Required task: Copy the entries below word for word, from the line with "Please segment every instance of the rear" up to and including the line with "174L467 179L521 179L513". Leave the pictures out of your copy.

Source data:
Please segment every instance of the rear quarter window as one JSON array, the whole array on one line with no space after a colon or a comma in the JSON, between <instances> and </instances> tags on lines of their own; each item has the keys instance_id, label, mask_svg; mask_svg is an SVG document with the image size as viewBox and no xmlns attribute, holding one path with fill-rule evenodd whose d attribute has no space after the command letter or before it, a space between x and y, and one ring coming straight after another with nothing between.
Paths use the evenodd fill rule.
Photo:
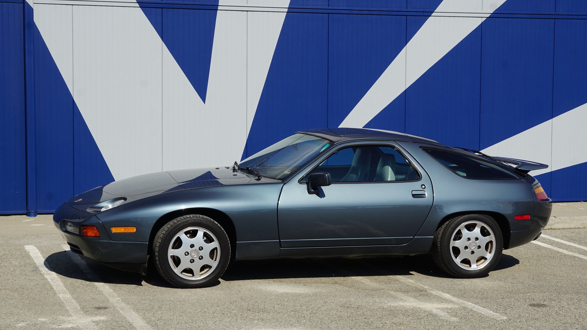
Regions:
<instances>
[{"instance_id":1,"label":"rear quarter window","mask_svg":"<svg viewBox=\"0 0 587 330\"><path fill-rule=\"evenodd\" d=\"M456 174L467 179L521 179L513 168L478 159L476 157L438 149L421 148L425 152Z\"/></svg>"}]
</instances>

...

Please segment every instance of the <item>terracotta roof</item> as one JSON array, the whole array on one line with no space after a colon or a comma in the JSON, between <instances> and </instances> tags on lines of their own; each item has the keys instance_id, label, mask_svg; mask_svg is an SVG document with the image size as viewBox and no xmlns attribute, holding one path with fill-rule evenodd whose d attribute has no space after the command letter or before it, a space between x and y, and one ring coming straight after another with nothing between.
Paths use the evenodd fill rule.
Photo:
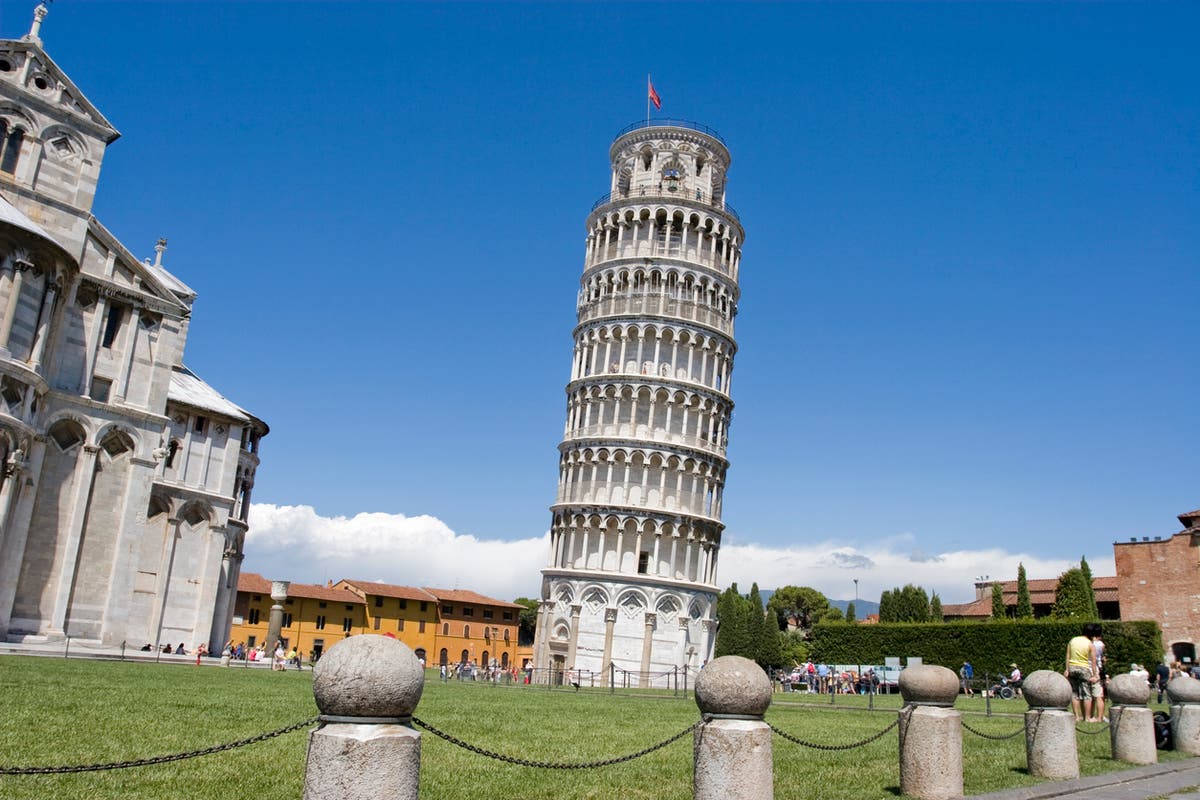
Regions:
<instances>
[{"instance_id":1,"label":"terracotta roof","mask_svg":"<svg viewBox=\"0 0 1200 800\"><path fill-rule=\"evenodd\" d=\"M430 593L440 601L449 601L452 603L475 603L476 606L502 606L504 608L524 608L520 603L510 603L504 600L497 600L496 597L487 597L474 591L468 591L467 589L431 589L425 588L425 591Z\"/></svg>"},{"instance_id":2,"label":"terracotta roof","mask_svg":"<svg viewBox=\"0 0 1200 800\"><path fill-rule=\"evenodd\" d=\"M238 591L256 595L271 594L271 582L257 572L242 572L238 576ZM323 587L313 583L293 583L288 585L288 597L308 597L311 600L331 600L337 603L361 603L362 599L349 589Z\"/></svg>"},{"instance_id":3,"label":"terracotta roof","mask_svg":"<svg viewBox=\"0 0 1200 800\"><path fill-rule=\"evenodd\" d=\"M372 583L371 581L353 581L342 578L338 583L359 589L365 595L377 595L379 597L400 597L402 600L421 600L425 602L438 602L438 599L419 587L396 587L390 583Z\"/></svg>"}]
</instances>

...

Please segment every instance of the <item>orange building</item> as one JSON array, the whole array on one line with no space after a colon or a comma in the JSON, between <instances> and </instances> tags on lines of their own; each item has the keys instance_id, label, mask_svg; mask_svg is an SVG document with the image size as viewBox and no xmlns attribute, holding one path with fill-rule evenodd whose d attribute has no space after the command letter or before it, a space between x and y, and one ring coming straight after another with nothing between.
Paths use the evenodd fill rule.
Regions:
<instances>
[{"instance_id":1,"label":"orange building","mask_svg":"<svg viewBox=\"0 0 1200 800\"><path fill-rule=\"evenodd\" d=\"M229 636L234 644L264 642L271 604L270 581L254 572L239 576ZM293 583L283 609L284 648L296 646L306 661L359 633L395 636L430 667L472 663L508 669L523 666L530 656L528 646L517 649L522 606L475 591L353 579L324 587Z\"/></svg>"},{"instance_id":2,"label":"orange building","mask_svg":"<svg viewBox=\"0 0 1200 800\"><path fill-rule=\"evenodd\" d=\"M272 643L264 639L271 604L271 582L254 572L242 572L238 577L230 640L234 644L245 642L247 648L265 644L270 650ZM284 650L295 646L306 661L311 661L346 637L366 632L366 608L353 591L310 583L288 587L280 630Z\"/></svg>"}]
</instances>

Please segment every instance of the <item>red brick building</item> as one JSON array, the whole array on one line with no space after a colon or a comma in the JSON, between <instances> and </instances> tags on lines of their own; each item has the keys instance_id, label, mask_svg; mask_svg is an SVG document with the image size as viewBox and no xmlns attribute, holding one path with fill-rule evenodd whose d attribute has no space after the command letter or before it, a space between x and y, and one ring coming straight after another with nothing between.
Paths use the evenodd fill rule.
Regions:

Expected answer:
Please segment every instance of the rear quarter window as one JSON array, the whole array on one line with no space after a colon or a comma in the JSON, between <instances> and </instances> tags on lines of their own; each item has the keys instance_id, label, mask_svg; mask_svg is an SVG document with the image size as viewBox and no xmlns attribute, holding one path with fill-rule evenodd whose d attribute has no space after the command letter or before it, a space between x and y, and one ring coming straight after another with nothing between.
Paths use the evenodd fill rule.
Photo:
Regions:
<instances>
[{"instance_id":1,"label":"rear quarter window","mask_svg":"<svg viewBox=\"0 0 587 330\"><path fill-rule=\"evenodd\" d=\"M456 174L467 179L521 179L513 168L478 159L476 157L438 149L421 148L425 152Z\"/></svg>"}]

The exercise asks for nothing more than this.